• _What to produce_: In the entries below, tally the lines that contain the string "white", then state that number alone.

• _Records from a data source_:
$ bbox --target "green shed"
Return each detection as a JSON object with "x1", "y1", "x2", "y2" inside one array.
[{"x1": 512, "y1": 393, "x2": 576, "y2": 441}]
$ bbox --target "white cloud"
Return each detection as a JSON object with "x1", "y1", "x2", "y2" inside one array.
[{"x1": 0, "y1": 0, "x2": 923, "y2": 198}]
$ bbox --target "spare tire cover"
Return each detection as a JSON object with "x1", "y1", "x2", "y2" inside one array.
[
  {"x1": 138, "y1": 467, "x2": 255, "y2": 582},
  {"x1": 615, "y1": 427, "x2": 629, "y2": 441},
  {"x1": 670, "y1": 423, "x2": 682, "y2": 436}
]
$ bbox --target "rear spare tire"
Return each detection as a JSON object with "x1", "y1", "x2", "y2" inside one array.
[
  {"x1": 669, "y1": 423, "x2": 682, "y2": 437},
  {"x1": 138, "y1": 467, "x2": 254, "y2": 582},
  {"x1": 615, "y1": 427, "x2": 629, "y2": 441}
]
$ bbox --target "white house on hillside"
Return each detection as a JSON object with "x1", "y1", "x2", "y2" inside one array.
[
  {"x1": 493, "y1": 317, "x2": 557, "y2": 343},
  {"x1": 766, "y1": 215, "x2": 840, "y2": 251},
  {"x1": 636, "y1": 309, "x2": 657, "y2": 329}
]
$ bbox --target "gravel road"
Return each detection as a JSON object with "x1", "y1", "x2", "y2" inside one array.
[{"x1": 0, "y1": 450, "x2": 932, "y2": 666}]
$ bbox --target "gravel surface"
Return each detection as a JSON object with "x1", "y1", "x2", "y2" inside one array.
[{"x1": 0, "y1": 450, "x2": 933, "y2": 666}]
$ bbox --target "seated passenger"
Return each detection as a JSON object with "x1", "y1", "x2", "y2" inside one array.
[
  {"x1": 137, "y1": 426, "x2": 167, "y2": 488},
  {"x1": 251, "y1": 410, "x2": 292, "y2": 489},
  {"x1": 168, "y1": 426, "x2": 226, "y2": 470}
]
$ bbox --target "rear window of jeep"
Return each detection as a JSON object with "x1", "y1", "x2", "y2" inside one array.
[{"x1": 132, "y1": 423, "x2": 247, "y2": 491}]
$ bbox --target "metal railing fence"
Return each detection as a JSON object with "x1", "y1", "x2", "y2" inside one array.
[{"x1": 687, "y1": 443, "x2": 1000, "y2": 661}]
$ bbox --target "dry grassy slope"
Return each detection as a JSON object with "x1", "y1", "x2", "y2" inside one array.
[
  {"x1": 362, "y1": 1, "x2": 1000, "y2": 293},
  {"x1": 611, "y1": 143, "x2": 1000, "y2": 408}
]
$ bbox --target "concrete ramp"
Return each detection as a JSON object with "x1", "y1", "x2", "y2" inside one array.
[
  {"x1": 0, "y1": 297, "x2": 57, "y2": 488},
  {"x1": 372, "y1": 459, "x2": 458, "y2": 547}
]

• _Result of this exercise_: 2